■ To do ■
(a) In the passage about the church's history, in what year did the speaker come to the church as lead pastor?
(b) List every calendar year that the passage about the church's history mentions.
(c) From the passage about the church's history, extract the text between "But in the upper" and "established this church.", inclusive.

■ Passage to read ■

◇ ◇ ◇ ◇

There were less than a thousand people here. The river was the main access point, as trees had grown up thick in the 40 years since settlers had pushed out the Native Americans with their practice of regular burning that kept the land cleared. Roads were difficult to make with stumps that didn’t seem to want to ever go away, and land was only slowly being cleared.

But in the upper room of the Wood home (I think they used that term intentionally to connect with the disciples waiting in the upper room in Acts chapter 1), on this date in 1878, a couple of dozen people officially read the minute from Iowa Yearly Meeting which established this church.

I love the history of our church!

I first learned about it and spoke about it in 2003, on our 125th anniversary. I shared about the history again in 2006, so some of you will remember those. But many of you are new since then, and haven’t heard about our beginnings.

There are many reasons why I think it’s important to intentionally remember and talk about our history as a church. I’ve always felt a sense of responsibility to the community that has come before us. I didn’t start this church-it had a long and thriving history before I was even born, let alone when I came here as lead pastor in 2002. Remembering our history is a way of staying faithful to the vision of people who sacrificed a lot to give us this community and this building and this way of approaching faith.

◇ ◇ ◇ ◇

■ Records shown ■

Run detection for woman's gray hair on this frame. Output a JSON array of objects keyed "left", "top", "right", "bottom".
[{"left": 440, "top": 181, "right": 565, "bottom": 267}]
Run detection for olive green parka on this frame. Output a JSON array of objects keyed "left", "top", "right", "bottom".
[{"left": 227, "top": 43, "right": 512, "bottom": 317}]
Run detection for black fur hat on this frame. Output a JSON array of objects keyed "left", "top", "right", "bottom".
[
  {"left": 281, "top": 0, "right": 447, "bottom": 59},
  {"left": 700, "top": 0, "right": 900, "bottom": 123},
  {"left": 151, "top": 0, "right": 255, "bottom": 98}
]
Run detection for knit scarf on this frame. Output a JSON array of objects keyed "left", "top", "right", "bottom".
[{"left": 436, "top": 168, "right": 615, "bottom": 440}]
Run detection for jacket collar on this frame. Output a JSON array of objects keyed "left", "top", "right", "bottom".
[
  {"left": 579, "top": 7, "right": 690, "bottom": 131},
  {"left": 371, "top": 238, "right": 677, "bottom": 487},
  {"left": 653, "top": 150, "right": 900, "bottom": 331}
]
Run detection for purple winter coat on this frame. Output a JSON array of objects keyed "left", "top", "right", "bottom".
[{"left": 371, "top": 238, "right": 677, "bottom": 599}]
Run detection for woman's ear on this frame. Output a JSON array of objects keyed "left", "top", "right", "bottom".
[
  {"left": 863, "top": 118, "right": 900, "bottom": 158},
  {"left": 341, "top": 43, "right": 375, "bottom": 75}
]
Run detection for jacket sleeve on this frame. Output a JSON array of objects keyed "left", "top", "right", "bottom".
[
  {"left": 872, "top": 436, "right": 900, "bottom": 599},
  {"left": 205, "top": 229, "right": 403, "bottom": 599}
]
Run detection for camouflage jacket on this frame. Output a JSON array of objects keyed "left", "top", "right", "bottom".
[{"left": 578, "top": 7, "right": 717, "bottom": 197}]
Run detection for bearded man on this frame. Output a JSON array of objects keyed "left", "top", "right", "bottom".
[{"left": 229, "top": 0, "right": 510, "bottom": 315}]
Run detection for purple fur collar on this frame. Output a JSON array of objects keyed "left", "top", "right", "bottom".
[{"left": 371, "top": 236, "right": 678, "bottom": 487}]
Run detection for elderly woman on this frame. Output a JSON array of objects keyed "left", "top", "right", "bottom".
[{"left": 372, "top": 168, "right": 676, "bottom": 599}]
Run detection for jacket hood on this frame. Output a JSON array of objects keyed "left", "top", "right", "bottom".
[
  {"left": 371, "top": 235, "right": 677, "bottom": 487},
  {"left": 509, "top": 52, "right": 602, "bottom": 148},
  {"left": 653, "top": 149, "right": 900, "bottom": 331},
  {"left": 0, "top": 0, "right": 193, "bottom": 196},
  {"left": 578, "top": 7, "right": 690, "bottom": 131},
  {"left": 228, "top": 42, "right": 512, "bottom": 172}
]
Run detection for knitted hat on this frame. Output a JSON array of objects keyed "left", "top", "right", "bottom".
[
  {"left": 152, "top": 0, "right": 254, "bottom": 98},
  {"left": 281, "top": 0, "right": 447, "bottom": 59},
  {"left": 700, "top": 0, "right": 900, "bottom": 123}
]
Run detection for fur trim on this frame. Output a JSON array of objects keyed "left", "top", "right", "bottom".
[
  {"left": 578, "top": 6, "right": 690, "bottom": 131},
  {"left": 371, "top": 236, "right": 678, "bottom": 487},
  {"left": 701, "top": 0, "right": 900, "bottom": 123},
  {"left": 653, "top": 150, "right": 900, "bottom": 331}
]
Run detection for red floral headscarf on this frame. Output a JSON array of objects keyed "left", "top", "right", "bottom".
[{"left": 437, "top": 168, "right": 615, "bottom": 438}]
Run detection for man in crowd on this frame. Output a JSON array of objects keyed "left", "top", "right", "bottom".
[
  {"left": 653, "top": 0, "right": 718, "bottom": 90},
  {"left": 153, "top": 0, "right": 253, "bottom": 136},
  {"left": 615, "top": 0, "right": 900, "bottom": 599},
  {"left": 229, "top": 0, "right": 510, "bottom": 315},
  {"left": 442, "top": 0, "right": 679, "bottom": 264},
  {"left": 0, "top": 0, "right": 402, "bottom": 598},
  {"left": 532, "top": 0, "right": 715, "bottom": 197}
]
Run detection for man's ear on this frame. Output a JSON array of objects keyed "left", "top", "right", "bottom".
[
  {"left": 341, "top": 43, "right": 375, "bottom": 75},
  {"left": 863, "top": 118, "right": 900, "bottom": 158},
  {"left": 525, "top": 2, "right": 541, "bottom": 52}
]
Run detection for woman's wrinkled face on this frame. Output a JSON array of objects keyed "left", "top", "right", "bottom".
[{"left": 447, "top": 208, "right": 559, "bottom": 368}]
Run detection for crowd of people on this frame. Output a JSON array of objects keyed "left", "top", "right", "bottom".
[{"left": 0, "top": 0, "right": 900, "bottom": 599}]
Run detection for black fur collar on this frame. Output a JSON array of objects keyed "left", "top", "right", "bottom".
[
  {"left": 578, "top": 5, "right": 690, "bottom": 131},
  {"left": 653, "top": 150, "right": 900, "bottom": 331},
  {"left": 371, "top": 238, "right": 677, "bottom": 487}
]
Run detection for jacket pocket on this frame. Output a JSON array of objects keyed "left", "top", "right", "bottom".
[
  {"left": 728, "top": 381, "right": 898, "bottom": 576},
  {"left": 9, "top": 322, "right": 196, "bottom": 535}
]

◇ ◇ ◇ ◇

■ Solutions for each task ■
(a) 2002

(b) 1878, 2003, 2006, 2002

(c)
But in the upper room of the Wood home (I think they used that term intentionally to connect with the disciples waiting in the upper room in Acts chapter 1), on this date in 1878, a couple of dozen people officially read the minute from Iowa Yearly Meeting which established this church.